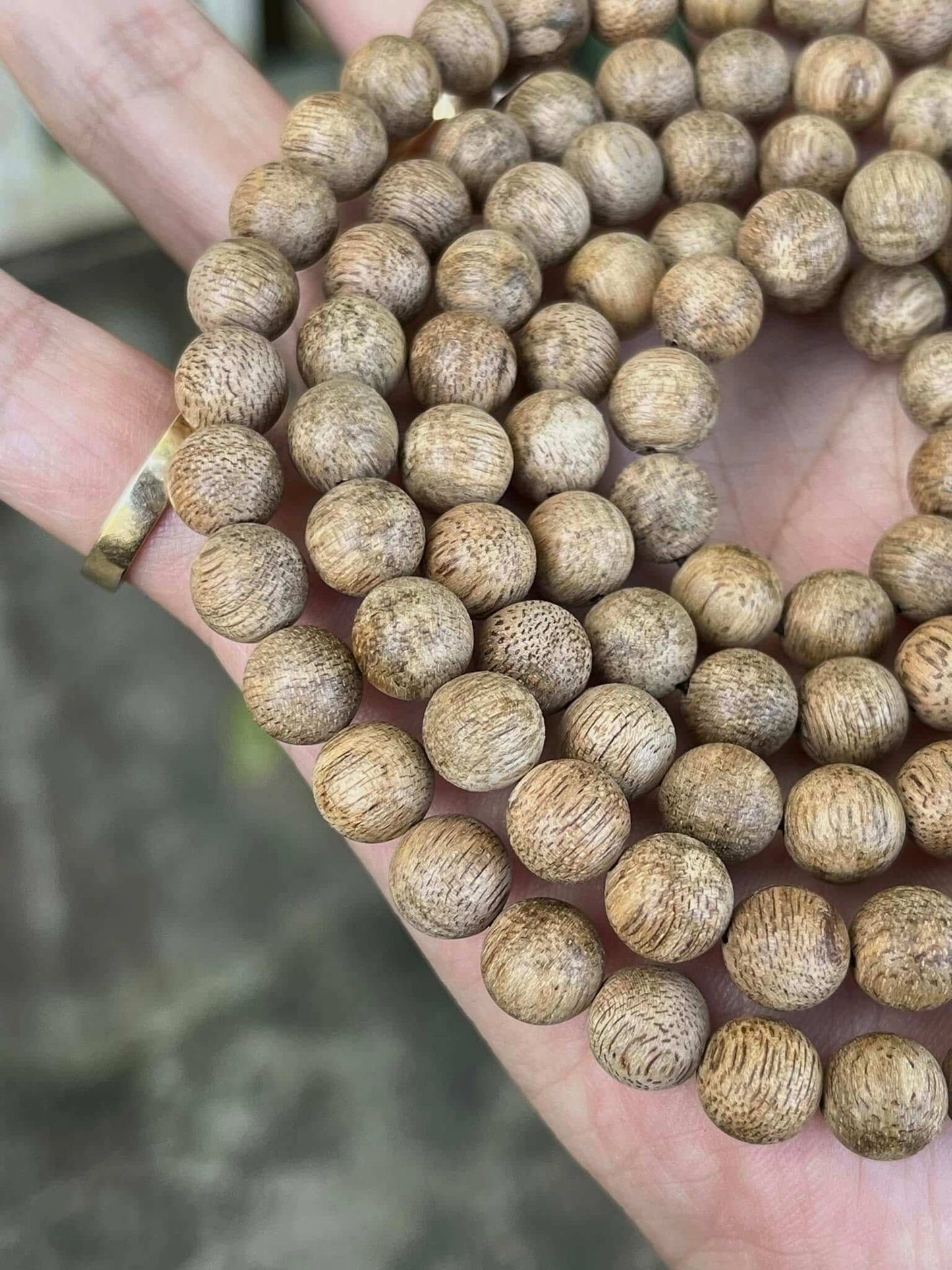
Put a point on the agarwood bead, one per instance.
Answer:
(583, 548)
(542, 962)
(644, 638)
(484, 554)
(851, 712)
(843, 823)
(540, 645)
(341, 138)
(742, 697)
(231, 376)
(289, 205)
(623, 730)
(372, 782)
(450, 877)
(455, 453)
(225, 475)
(302, 685)
(669, 898)
(242, 282)
(725, 797)
(248, 582)
(363, 533)
(760, 1080)
(410, 635)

+++

— To do —
Scale the rows above by rewriting all of their lines, requests included, with every point coordinate multiplied by 1.35 and rounded to a whole number, halves rounding up. Leave the pictures out of your answer.

— Reply —
Put a point on the agarwood bead, one per instance.
Answer:
(787, 740)
(732, 1299)
(869, 861)
(653, 748)
(1149, 961)
(1138, 1111)
(729, 871)
(460, 186)
(1002, 941)
(312, 508)
(390, 277)
(841, 986)
(502, 1056)
(608, 1184)
(614, 612)
(304, 641)
(408, 925)
(903, 1212)
(327, 381)
(979, 1076)
(335, 786)
(490, 720)
(1026, 1458)
(554, 857)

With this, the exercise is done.